= PROBLEM TO WORK ON =
Edit the data below so that each "baseball cap" becomes "sun hat", keeping every other line and word unchanged. Leave the pictures out of your version.

(Saved entries)
• • • •

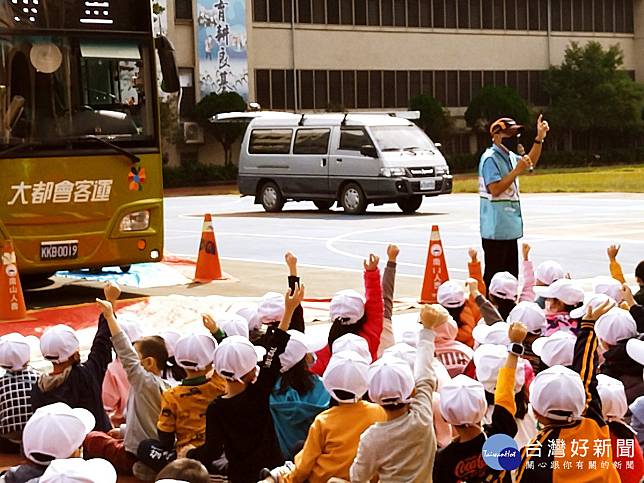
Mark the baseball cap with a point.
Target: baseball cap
(608, 286)
(564, 289)
(505, 124)
(549, 271)
(489, 359)
(615, 325)
(235, 357)
(391, 381)
(463, 401)
(347, 371)
(613, 397)
(271, 308)
(556, 349)
(195, 351)
(298, 346)
(56, 431)
(347, 307)
(14, 351)
(558, 393)
(59, 343)
(531, 315)
(594, 301)
(504, 285)
(451, 294)
(78, 470)
(492, 334)
(354, 343)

• • • •

= TASK RESULT =
Mark the sun hat with a point.
Target: sun hat
(608, 286)
(564, 289)
(505, 124)
(549, 271)
(489, 359)
(615, 325)
(235, 357)
(391, 381)
(463, 401)
(347, 371)
(613, 397)
(271, 308)
(556, 349)
(195, 351)
(298, 346)
(56, 431)
(347, 307)
(14, 351)
(558, 393)
(59, 343)
(531, 315)
(594, 301)
(504, 285)
(451, 294)
(78, 470)
(492, 334)
(354, 343)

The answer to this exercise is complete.